Items from a dataset ->

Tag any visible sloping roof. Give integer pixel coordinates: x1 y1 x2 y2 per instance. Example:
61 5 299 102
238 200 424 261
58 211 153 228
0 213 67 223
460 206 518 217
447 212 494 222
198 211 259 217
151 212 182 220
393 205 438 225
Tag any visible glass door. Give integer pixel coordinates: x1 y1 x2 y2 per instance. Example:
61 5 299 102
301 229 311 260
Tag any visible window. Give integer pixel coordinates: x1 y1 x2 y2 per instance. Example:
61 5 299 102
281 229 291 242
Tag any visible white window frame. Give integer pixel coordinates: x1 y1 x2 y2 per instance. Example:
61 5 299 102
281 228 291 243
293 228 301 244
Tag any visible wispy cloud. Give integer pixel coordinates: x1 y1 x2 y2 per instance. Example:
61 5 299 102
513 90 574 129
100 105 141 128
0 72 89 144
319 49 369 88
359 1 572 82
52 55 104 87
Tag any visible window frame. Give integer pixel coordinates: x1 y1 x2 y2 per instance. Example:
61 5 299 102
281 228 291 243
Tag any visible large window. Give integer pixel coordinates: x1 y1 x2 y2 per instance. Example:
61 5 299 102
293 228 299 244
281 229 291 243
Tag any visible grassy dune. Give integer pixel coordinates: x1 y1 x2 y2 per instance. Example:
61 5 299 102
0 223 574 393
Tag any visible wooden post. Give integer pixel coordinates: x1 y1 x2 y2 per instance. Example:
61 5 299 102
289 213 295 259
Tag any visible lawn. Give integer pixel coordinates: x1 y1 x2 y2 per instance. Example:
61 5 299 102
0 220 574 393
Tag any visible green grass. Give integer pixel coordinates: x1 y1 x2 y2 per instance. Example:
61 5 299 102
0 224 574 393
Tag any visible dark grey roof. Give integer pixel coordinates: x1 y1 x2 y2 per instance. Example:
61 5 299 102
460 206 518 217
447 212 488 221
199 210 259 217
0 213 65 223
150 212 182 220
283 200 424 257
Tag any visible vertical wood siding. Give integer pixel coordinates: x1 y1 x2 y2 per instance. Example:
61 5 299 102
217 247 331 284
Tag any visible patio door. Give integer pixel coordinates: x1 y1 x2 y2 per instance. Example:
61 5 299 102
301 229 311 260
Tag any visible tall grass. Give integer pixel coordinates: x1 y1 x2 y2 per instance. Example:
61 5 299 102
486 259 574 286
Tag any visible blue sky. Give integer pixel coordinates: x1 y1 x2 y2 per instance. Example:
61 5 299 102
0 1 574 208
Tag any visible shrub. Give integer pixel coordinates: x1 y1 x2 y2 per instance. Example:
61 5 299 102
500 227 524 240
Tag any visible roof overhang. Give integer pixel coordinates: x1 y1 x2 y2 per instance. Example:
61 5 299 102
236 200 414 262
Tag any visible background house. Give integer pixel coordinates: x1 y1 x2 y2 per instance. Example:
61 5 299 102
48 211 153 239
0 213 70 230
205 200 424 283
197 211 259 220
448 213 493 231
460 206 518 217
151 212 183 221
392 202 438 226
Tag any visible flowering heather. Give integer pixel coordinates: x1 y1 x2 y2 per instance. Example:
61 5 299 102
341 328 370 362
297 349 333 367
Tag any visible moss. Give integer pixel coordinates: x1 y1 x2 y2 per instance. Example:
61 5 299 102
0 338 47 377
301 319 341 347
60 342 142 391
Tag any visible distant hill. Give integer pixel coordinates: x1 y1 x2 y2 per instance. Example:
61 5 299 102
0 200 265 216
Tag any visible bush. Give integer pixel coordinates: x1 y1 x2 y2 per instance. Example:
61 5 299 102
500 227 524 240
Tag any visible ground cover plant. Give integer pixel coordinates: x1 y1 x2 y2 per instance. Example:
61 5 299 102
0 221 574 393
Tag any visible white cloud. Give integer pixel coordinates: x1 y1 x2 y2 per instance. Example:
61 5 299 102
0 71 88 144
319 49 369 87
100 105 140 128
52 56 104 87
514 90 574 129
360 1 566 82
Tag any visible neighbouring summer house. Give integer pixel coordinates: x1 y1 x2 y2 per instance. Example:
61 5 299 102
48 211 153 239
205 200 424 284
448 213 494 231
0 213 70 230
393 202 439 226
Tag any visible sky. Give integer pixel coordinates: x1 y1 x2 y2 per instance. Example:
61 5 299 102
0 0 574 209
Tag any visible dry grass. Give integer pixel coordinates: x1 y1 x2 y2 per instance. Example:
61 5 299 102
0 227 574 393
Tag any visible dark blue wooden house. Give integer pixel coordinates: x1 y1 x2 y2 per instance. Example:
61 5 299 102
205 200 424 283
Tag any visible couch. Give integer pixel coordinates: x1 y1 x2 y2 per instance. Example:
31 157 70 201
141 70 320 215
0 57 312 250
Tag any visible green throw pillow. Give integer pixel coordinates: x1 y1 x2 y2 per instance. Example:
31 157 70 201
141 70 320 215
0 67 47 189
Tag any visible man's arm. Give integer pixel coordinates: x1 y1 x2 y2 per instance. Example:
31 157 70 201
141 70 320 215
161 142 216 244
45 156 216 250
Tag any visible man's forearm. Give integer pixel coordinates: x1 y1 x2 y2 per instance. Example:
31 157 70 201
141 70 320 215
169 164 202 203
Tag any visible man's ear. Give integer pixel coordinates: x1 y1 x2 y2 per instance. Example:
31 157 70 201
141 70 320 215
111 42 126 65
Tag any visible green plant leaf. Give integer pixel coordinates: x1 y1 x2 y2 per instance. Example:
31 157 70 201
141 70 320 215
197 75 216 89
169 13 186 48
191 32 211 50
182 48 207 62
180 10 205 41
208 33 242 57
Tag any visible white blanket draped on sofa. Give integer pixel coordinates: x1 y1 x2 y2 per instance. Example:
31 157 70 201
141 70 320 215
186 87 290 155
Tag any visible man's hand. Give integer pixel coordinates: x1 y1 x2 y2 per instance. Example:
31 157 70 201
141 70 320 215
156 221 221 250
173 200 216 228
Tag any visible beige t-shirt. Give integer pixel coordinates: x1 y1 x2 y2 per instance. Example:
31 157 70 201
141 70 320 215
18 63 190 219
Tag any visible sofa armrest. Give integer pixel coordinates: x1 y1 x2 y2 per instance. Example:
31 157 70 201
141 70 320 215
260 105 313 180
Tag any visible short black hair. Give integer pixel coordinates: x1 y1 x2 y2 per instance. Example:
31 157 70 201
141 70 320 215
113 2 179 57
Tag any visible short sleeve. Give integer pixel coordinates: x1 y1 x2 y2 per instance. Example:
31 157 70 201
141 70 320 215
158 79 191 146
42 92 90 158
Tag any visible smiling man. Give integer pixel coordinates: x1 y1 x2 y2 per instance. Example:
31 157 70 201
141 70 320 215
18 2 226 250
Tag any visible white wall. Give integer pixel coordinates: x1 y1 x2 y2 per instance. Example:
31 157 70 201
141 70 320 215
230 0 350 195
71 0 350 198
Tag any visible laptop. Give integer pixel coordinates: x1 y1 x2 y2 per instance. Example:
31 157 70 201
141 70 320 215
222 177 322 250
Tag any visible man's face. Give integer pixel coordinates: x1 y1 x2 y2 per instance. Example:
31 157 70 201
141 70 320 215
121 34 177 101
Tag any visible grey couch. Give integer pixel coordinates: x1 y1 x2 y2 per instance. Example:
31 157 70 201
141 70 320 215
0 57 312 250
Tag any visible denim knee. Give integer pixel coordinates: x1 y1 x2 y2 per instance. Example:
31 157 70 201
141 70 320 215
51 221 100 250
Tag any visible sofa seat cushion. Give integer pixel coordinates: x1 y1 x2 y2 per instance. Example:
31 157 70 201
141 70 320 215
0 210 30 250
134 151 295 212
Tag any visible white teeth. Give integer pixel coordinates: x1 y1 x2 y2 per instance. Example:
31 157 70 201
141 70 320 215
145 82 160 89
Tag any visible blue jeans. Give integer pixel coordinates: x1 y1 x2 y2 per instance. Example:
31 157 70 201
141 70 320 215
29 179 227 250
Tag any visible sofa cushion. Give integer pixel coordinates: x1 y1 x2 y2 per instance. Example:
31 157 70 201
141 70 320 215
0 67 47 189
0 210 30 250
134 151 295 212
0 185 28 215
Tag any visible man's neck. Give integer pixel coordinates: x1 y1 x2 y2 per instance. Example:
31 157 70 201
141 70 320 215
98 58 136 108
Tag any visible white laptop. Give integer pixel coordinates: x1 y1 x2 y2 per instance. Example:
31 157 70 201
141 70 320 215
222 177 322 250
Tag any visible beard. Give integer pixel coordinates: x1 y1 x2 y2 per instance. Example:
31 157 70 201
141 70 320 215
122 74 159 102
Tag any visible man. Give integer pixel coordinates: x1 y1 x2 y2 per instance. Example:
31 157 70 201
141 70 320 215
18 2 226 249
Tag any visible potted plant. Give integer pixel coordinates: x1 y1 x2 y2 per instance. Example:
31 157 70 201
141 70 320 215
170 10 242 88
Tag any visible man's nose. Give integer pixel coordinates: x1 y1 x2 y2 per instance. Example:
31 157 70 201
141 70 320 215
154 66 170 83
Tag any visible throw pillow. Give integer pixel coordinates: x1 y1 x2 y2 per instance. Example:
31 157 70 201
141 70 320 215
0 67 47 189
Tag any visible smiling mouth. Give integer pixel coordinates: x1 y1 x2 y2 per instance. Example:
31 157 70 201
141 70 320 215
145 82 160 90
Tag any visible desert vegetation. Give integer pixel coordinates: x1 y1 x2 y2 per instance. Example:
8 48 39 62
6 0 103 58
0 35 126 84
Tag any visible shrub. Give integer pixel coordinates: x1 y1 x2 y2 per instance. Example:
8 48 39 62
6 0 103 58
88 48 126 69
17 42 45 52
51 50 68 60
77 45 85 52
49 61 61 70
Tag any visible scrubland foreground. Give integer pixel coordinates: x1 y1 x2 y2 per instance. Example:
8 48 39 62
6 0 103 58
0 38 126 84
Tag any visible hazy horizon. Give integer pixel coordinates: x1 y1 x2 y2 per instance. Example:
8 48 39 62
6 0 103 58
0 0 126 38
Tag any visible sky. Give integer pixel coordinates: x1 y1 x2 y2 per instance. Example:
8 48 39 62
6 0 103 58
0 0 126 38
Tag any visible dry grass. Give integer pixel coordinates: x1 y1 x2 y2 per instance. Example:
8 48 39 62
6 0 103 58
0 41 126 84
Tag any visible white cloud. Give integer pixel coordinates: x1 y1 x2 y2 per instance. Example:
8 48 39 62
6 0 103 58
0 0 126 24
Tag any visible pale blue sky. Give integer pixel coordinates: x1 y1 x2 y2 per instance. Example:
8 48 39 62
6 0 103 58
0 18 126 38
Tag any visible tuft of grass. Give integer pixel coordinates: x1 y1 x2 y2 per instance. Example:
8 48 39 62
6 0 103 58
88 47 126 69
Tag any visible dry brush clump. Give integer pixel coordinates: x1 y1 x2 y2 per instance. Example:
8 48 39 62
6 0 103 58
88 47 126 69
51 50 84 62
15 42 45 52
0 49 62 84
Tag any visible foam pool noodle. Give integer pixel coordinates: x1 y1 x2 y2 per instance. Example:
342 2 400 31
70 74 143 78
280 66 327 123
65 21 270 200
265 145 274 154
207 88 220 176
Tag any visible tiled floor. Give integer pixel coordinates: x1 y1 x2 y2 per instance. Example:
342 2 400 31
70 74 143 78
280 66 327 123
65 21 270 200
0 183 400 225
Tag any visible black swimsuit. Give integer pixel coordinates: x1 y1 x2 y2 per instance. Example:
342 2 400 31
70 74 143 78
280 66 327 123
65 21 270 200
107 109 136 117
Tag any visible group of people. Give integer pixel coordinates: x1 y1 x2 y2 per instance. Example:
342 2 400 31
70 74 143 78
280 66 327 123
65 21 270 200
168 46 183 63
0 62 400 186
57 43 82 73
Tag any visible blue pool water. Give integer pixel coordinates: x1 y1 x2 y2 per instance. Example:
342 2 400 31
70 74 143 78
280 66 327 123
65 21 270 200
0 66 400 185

---

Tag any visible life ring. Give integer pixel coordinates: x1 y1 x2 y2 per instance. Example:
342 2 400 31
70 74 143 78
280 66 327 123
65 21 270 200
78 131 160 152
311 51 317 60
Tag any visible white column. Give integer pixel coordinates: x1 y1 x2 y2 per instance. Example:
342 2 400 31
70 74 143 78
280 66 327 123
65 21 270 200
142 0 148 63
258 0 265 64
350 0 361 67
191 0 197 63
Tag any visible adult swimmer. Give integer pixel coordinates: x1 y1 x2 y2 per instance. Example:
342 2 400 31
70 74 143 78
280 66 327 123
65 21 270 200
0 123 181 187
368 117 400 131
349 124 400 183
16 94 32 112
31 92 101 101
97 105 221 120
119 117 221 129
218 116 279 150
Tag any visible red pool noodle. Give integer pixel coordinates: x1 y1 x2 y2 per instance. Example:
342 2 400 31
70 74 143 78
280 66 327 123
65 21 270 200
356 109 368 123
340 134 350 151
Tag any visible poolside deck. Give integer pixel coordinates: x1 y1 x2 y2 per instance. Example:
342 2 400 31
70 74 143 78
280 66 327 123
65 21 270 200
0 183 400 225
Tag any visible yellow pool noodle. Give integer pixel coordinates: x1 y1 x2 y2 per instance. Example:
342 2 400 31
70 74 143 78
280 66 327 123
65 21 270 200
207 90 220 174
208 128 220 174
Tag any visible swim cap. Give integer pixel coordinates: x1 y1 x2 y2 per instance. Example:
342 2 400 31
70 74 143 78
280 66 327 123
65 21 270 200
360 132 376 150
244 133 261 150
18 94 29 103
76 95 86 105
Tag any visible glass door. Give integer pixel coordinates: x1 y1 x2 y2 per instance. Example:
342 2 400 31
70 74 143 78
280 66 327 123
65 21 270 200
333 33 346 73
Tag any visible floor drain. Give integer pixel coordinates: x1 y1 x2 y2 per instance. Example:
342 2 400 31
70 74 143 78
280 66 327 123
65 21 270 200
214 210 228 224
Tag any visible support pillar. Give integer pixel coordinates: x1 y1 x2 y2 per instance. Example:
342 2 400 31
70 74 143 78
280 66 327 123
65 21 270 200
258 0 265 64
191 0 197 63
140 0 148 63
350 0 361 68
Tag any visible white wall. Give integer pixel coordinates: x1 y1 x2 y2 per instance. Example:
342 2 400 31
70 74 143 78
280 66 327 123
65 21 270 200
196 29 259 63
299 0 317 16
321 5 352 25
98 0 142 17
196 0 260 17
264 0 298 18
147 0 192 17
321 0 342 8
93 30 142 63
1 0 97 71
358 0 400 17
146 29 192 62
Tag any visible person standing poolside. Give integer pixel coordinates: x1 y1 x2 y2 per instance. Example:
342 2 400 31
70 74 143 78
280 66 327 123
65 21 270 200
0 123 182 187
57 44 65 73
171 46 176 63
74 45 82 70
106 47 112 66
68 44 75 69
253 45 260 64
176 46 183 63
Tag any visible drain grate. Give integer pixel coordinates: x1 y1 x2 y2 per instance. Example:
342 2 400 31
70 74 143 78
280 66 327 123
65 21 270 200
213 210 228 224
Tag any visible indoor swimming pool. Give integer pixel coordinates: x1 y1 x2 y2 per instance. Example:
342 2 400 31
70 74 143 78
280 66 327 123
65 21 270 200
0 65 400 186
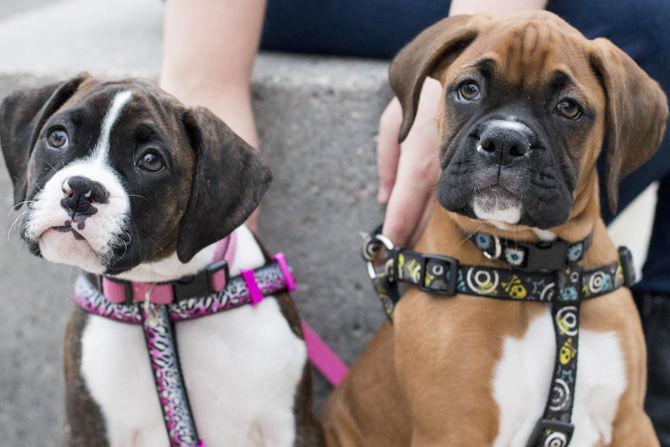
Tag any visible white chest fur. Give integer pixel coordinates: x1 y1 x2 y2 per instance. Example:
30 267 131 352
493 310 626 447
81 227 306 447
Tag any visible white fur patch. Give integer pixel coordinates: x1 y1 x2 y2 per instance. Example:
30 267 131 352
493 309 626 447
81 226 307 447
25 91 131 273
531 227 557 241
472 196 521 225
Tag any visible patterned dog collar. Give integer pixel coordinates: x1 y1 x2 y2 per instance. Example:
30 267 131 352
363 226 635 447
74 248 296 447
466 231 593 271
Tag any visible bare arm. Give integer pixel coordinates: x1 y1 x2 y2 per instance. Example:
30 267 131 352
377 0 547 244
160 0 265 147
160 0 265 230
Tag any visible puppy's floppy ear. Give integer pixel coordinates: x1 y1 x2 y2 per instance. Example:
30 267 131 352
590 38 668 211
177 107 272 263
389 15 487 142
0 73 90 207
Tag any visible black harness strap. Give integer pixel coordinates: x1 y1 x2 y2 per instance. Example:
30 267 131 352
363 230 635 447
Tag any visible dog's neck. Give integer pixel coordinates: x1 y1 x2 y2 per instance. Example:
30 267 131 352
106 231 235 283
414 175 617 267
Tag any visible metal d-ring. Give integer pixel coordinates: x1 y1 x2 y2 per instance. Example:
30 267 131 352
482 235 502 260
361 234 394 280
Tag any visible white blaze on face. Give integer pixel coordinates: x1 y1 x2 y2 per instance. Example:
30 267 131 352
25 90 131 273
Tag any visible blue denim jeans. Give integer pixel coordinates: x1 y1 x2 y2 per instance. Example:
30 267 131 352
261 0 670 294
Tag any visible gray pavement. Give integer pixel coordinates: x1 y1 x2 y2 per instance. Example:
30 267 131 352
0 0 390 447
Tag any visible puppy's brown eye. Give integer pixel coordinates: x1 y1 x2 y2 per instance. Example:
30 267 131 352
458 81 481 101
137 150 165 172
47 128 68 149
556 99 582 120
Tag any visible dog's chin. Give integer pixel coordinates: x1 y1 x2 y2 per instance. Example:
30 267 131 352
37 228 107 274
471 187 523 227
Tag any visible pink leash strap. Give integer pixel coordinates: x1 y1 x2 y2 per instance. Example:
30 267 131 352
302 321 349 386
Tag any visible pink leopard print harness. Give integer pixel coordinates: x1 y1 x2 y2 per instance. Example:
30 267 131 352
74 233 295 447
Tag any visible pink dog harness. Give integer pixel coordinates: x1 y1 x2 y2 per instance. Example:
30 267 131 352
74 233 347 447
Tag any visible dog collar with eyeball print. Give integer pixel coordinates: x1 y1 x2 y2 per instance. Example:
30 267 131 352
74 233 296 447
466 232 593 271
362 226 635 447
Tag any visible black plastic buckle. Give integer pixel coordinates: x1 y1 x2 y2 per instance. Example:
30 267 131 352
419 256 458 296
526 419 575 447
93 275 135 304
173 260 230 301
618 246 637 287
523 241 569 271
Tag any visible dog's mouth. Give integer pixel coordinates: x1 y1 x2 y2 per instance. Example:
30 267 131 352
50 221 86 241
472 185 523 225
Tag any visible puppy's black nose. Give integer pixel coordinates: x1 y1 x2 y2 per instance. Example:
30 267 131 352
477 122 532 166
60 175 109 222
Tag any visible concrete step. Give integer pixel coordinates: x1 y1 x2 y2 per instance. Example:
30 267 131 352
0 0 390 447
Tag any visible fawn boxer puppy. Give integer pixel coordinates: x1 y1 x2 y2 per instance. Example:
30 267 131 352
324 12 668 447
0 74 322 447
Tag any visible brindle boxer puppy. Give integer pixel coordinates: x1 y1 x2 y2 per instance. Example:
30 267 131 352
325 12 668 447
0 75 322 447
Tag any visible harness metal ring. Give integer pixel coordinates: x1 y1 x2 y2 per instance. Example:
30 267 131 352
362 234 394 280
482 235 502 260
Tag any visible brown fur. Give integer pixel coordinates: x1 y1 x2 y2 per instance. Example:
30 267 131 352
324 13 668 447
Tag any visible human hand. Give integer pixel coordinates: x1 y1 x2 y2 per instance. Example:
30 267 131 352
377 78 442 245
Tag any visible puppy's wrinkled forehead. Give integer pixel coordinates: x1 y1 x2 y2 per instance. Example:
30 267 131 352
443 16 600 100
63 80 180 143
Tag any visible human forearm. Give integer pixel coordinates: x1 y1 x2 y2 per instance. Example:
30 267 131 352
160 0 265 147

The problem -> Return, unchanged, the lines of the records from the line with "Tag any visible concrete" to the line with "0 74 322 447", including both of those lines.

The output ->
Tag any visible concrete step. Give integer pixel coordinates: x1 y1 x2 y2 per instance. Example:
30 267 131 352
0 0 390 447
Tag any visible fawn boxer puppy. Give integer pixel coordinates: x1 y1 x2 y2 per instance. Example:
30 267 131 352
324 12 668 447
0 74 322 447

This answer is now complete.